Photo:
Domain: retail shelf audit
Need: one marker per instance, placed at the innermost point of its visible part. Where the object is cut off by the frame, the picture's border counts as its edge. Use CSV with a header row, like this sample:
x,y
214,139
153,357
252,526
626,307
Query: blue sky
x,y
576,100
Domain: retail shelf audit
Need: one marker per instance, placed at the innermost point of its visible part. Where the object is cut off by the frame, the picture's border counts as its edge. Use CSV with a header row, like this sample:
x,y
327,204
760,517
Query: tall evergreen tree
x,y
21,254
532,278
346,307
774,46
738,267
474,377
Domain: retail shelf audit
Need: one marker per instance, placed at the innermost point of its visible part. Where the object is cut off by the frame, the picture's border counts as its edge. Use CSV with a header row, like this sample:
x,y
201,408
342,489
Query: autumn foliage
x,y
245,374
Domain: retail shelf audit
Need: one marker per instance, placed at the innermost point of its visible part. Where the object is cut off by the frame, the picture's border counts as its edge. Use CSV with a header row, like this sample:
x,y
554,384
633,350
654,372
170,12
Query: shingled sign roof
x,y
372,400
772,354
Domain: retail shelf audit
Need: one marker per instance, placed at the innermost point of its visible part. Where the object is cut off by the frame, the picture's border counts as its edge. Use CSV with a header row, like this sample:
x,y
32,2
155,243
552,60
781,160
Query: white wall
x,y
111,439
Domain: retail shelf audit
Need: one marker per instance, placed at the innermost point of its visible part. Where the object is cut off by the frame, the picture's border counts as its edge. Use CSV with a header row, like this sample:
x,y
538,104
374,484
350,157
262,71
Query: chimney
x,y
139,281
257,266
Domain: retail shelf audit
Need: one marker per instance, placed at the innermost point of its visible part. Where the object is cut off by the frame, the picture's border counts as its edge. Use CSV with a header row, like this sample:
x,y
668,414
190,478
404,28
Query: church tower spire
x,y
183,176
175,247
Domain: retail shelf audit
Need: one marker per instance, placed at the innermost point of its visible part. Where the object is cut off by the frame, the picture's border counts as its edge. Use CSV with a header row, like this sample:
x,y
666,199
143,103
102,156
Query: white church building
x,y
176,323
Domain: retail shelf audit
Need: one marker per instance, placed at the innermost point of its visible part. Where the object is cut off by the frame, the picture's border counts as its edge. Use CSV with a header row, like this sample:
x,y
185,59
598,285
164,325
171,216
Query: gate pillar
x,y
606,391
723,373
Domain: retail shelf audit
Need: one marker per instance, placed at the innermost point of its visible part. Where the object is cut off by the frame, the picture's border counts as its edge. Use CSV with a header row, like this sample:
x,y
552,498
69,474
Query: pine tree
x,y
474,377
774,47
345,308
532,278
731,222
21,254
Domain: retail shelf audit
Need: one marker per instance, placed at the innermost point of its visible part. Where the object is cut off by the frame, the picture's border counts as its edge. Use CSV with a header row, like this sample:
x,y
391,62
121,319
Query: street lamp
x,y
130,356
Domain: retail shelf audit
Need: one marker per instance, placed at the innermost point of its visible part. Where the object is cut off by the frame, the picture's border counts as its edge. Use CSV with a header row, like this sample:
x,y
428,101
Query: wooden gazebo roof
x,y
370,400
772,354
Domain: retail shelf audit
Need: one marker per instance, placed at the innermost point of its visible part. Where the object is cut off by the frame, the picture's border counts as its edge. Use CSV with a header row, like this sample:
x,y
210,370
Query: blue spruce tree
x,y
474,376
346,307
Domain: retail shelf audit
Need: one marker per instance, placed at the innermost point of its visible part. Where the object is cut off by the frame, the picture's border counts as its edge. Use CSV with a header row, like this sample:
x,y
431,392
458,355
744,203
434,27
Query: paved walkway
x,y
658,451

+===+

_YOUR ASSIGNMENT:_ Extract all of the data shown above without alteration.

_ANSWER TO THE PROBLEM:_
Photo:
Domain: retail shelf audit
Need: one marker per instance, placed at the innermost point of its visible part. Where the object is cut off by the frame, the picture's border counts as its edge. Use CSV with a header row, like this sample:
x,y
214,139
153,357
252,526
626,307
Query: blue sky
x,y
576,100
Domain: retail shelf audit
Need: one marker per instance, placed at the innermost point of its visible part. Where the object is cut off by the frame, the picture's border counts as its edge. Use CSV with a header row, like this sample:
x,y
327,204
760,517
Query: tall evergreen tree
x,y
21,254
532,278
346,307
774,46
738,267
474,377
Domain: retail shelf audit
Need: one marker per instance, placed at the innermost point of its visible part. Where the object is cut off by the frame, the picture's border counts as its edge. Use CSV with a header row, like this sample:
x,y
201,408
342,489
Query: autumn foliage
x,y
245,374
Domain: retail shelf audit
Need: one marker per instance, placed at the innermost point of its visible part. Where the object is cut off by the frame, the picture's border counts as its edge. Use CSV with a header row, like this sample:
x,y
554,384
633,350
654,372
170,12
Query: shingled sign roof
x,y
372,400
772,354
Domain: retail shelf audit
Need: one marker per instance, placed at the innermost point of its visible part. Where the object is cut off by the frame, the picture's border counts as its edge. Use CSV with a header row, like this sample:
x,y
32,2
155,243
552,60
781,160
Query: white wall
x,y
111,439
Domain: retail shelf audit
Need: one marker per instance, placed at the innermost point of its visible part. Where the object is cut off by the frame, the picture's border counts as its edge. Use CSV with a header row, like this sample:
x,y
538,104
374,484
350,157
262,71
Query: chimney
x,y
139,281
257,266
Domain: retail shelf audit
Need: one marker per instance, placed at the innermost point of its visible part. Where the object is cut off by the frame, the picture's border counts as its edge. Use CSV with a header row, like this sample:
x,y
668,414
190,478
404,28
Query: church tower spire
x,y
183,176
175,247
Domain: retail shelf audit
Need: one marker per instance, placed at the innermost point of its visible part. Where the object is cut off by the frame, the picture's border counts as its edge. Use CSV with a header row, like this sample:
x,y
666,199
143,103
102,156
Query: white church building
x,y
176,323
Domain: retail shelf audit
Need: one marker per instance, placed at the innermost point of its visible part. Where the object is cut off by the frame, the picture's border counts as its edge. Use CSV with a header row, like this sample:
x,y
185,59
598,285
164,325
171,216
Query: gate pillar
x,y
606,391
723,373
Domain: retail shelf audit
Need: one marker per instance, placed at the innermost point of its visible part. Where the object is cut off by the frame, the picture's border counts as its edge. Use CSV with a header row, like this sample:
x,y
552,498
69,474
Query: pine tree
x,y
474,377
774,47
345,308
532,278
731,222
21,254
Domain: retail shelf audit
Need: one marker per instance, placed at the innermost point of its visible part. Where the object is cut off by the frame, the picture's border counts as its edge. Use CSV with a header row, like this sample:
x,y
391,62
121,319
Query: street lamp
x,y
130,356
Domain: retail shelf audit
Need: one marker per instance, placed at the innermost point of its visible part. Where the object is cut off by the frame, the picture's border counts as its edge. Use CSV with a header row, like this sample:
x,y
428,101
Query: wooden gazebo roof
x,y
370,400
772,354
Domain: retail shelf audit
Need: one marker per instance, placed at the innermost point of its visible part. Where the object is cut off by the frame, the picture's border counts as its edge. Use CSV with a header row, like this sample:
x,y
210,370
Query: blue spruce tree
x,y
474,376
346,307
Domain: retail shelf audit
Need: one marker per instance, placed at the innermost point of its visible part. Where the object is cut off by the frame, the picture's border counts as its edge. Use CSV with a header row, like this sample:
x,y
431,392
458,355
744,203
434,27
Query: paved walkway
x,y
658,451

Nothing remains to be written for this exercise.